Stored data:
┄┄┄┄┄┄┄┄┄┄┄┄┄┄┄┄┄┄┄┄

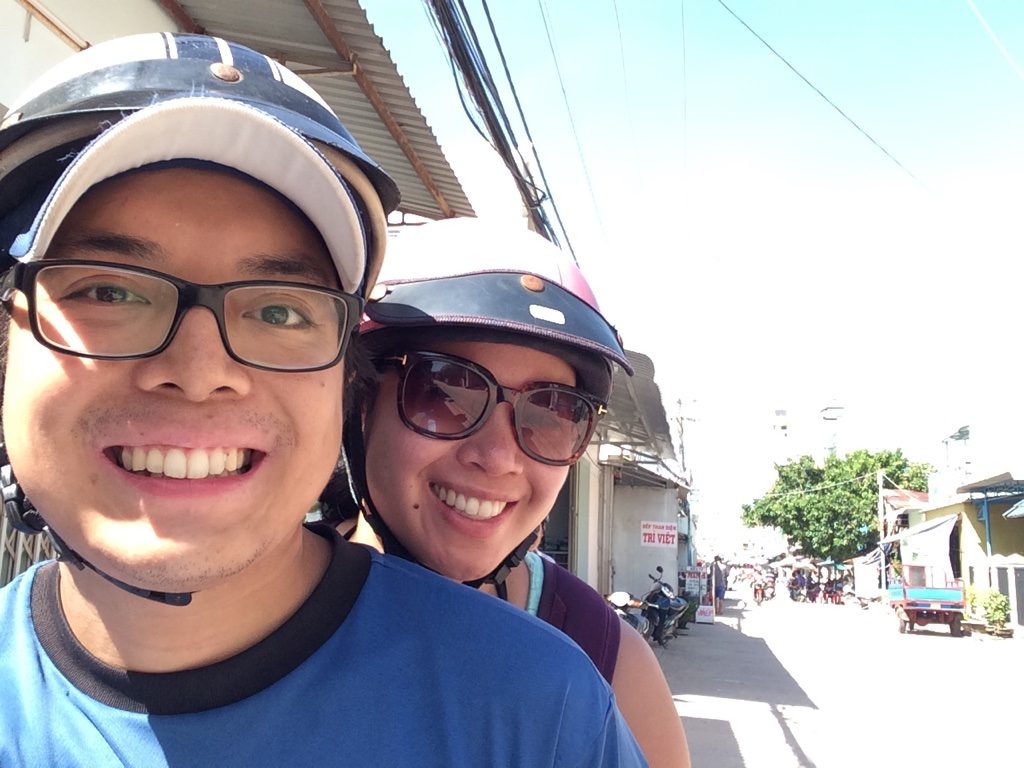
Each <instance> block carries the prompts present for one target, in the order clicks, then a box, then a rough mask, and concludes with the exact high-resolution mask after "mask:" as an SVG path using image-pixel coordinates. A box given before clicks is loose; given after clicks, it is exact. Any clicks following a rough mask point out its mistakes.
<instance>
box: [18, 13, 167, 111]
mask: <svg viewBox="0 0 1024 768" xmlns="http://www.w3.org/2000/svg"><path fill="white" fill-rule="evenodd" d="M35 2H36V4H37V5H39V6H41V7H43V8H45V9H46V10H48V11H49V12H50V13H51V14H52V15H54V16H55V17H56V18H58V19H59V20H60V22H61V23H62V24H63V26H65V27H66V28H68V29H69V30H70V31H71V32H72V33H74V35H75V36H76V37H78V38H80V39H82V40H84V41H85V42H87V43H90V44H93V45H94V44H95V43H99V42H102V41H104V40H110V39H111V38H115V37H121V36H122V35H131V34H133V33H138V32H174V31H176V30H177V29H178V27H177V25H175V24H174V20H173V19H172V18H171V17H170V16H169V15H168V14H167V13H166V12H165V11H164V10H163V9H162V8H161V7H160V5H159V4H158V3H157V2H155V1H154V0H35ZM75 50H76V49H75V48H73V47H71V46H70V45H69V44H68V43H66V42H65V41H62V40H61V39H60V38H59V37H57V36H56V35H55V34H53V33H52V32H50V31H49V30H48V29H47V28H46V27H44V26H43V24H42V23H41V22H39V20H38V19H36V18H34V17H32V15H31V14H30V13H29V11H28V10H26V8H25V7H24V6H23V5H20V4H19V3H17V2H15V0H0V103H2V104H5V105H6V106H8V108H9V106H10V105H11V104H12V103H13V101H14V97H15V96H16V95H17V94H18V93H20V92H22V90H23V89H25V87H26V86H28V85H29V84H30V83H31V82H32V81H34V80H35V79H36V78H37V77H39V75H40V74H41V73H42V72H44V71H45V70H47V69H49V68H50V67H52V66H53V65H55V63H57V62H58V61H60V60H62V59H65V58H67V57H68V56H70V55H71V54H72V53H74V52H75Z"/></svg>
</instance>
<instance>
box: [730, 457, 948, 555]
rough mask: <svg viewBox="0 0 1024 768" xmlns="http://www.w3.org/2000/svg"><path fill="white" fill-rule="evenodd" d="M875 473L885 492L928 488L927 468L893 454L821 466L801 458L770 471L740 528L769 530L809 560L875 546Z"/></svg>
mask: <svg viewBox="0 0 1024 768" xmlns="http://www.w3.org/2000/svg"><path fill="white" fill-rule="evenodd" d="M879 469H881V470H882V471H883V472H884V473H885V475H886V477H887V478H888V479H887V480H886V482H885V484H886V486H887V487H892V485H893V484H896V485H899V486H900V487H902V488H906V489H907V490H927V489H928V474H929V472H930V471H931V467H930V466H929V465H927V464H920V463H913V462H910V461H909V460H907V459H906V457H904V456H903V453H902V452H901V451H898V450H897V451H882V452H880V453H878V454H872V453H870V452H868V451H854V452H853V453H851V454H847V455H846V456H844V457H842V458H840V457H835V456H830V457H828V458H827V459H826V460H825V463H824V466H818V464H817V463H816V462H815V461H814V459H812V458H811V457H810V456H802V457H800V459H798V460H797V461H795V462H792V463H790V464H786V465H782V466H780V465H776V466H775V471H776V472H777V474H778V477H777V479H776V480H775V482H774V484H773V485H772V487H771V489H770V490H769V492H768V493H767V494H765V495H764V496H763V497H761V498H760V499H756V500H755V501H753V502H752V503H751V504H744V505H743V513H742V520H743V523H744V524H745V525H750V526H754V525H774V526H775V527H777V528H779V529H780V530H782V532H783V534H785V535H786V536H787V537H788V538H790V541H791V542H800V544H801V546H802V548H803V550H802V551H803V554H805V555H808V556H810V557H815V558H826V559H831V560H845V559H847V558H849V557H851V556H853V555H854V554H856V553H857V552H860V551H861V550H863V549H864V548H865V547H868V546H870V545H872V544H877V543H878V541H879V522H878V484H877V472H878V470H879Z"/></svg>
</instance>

┄┄┄┄┄┄┄┄┄┄┄┄┄┄┄┄┄┄┄┄

TASK:
Can you rewrite every row above as a numbered list, leaving out blank lines and the pictures?

ANSWER FOR THIS EXERCISE:
1. Each <instance> block carries the prompts present for one target, in the order clicks, then a box, then a rough mask, and concludes with the exact high-resolution mask after "mask:" as an SVG path using image-pixel coordinates. A box given before clicks is loose; given after clicks, it is exact. Any clicks following a rough mask point out its mistakes.
2. <instance>
3. box: [18, 13, 167, 111]
4. mask: <svg viewBox="0 0 1024 768" xmlns="http://www.w3.org/2000/svg"><path fill="white" fill-rule="evenodd" d="M35 2H36V4H37V5H39V6H41V7H43V8H45V9H46V10H48V11H49V12H50V13H51V14H52V15H54V16H55V17H56V18H58V19H59V20H60V22H61V23H62V24H63V26H65V27H66V28H68V29H69V30H70V31H71V32H72V33H74V35H75V36H76V37H78V38H80V39H82V40H84V41H85V42H87V43H90V44H93V45H94V44H95V43H99V42H102V41H104V40H110V39H111V38H115V37H121V36H122V35H131V34H133V33H138V32H174V31H176V30H177V29H178V27H177V25H175V24H174V20H173V19H172V18H171V17H170V16H169V15H168V14H167V13H166V12H165V11H164V10H163V9H162V8H161V7H160V5H159V4H158V3H157V2H155V1H154V0H35ZM75 50H76V49H75V48H73V47H71V46H70V45H69V44H68V43H66V42H65V41H62V40H61V39H60V38H59V37H57V36H56V35H55V34H53V33H52V32H50V31H49V30H48V29H47V28H46V27H44V26H43V24H42V23H41V22H39V20H38V19H36V18H34V17H32V15H31V14H30V13H29V11H28V10H26V8H25V7H24V6H23V5H20V4H19V3H17V2H15V0H0V103H2V104H5V105H6V106H8V108H9V106H10V105H11V104H12V103H13V101H14V97H15V96H16V95H17V94H18V93H20V92H22V90H23V89H25V87H26V86H28V85H29V84H30V83H31V82H32V81H34V80H35V79H36V78H37V77H39V75H40V74H41V73H42V72H44V71H45V70H47V69H49V68H50V67H52V66H53V65H55V63H57V62H58V61H60V60H62V59H65V58H67V57H68V56H70V55H71V54H72V53H74V52H75Z"/></svg>
5. </instance>
6. <instance>
7. box: [730, 457, 948, 555]
8. rough mask: <svg viewBox="0 0 1024 768" xmlns="http://www.w3.org/2000/svg"><path fill="white" fill-rule="evenodd" d="M875 473L885 492L928 488L927 468L893 454L821 466L801 458L770 471L740 528L769 530L809 560L875 546Z"/></svg>
9. mask: <svg viewBox="0 0 1024 768" xmlns="http://www.w3.org/2000/svg"><path fill="white" fill-rule="evenodd" d="M879 469H881V470H882V471H883V472H884V473H885V475H886V477H887V478H888V479H887V480H886V482H885V484H886V486H887V487H892V485H893V484H896V485H899V486H900V487H902V488H906V489H907V490H927V489H928V474H929V472H930V471H931V467H930V466H929V465H927V464H920V463H913V462H910V461H909V460H907V459H906V457H904V456H903V453H902V452H901V451H898V450H897V451H882V452H880V453H878V454H872V453H870V452H868V451H854V452H853V453H851V454H847V455H846V456H844V457H842V458H840V457H835V456H830V457H828V458H827V459H826V460H825V463H824V466H818V464H817V463H816V462H815V461H814V459H812V458H811V457H810V456H802V457H800V459H798V460H797V461H795V462H792V463H790V464H786V465H782V466H780V465H776V466H775V471H776V472H777V474H778V477H777V479H776V480H775V482H774V484H773V485H772V487H771V489H770V490H769V492H768V493H767V494H765V495H764V496H763V497H761V498H760V499H756V500H755V501H753V502H752V503H751V504H744V505H743V513H742V520H743V523H744V524H745V525H750V526H754V525H774V526H775V527H777V528H779V529H780V530H782V532H783V534H785V535H786V536H787V537H788V538H790V541H791V542H800V544H801V546H802V548H803V550H802V551H803V554H805V555H808V556H810V557H815V558H826V559H831V560H845V559H847V558H849V557H851V556H853V555H854V554H856V553H857V552H860V551H861V550H863V549H864V548H865V547H868V546H870V545H872V544H877V543H878V541H879V522H878V484H877V472H878V470H879Z"/></svg>
10. </instance>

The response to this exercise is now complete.